> [AUFGABEN]:
**1)** Beantworte zum Auszug über Guttenbergs Rücktritt:
(a) Wie nannte Guttenberg seine Entscheidung in der öffentlichen Erklärung?
(b) Was braucht man nach seinen Worten für das Amt des Verteidigungsministers?
(c) Welche Universität erkannte ihm den Doktortitel ab?
**2)** Schreib den Auszug über Guttenbergs Rücktritt nach seinem letzten Satz weiter.

Guttenberg betonte in seiner öffentlichen Erklärung, es sei die „schmerzlichste Entscheidung“ seines Lebens. „Wenn es auf dem Rücken der Soldaten nur noch um meine Person gehen soll, kann ich dies nicht mehr verantworten“, sagte er.

„Dramatische Verschiebung“

Guttenberg kritisierte eine „enorme Wucht der medialen Betrachtung“ seiner Person. Der Tod und die Verwundung von Soldaten rückten in den Hintergrund. Das sei eine „dramatische Verschiebung“. Für das fordernde Amt des Verteidigungsministers brauche man ungeteilte Konzentration und fehlerfreie Arbeit. Er habe die größte Reform in der Geschichte der Bundeswehr angestoßen, betonte Guttenberg.

Deutscher Verteidigungsminister Karl-Theodor zu Guttenberg verlässt das Rednerpult

Reuters/Fabrizio Bensch

Guttenberg nach seiner Rücktrittserklärung

Guttenberg hatte in seiner Doktorarbeit zu großen Teilen fremde Texte verwendet, ohne das anzugeben. Er räumte schwere Fehler ein, bestritt aber einen Vorsatz. Die Universität Bayreuth erkannte seinen Doktortitel ab. In seinem Rücktrittsstatement entschuldigte sich Guttenberg erneut für seine „Fehler“.

> [ERFASSTE ANGABEN]:
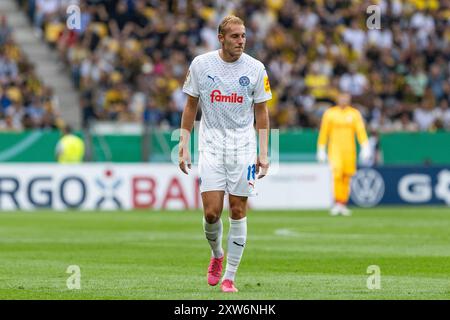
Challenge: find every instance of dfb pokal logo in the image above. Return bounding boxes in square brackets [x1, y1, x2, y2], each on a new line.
[351, 169, 385, 207]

> [ANTWORTEN IN REIHENFOLGE]:
**1)**
(a) Die „schmerzlichste Entscheidung“ seines Lebens.
(b) Ungeteilte Konzentration und fehlerfreie Arbeit.
(c) Die Universität Bayreuth.

**2)**
Der Shootingstar der Union will sich schnell staatsanwaltlichen Ermittlungen zu den Plagiatsvorwürfen gegen ihn stellen. Er habe Respekt vor all jenen, die die Vorgänge strafrechtlich überprüft sehen wollen, sagte Guttenberg. „Es würde daher nach meiner Überzeugung im öffentlichen wie in meinem eigenen Interesse liegen, wenn auch die staatsanwaltlichen Ermittlungen etwa bezüglich urheberrechtlicher Fragen nach Aufhebung der parlamentarischen Immunität, sollte dies noch erforderlich sein, zeitnah geführt werden können.“

Will auch Bundestagsmandat zurücklegen

Am Dienstagabend wurde schließlich bekannt, dass Guttenberg auch sein Mandat als Bundestagsabgeordneter abgeben will. Er habe bei Bundestagspräsident Norbert Lammert eine entsprechende Erklärung abgegeben, erfuhr die Nachrichtenagentur dpa aus CSU-Kreisen. Die CSU will ihn aber offenbar überzeugen, das Mandat zu behalten.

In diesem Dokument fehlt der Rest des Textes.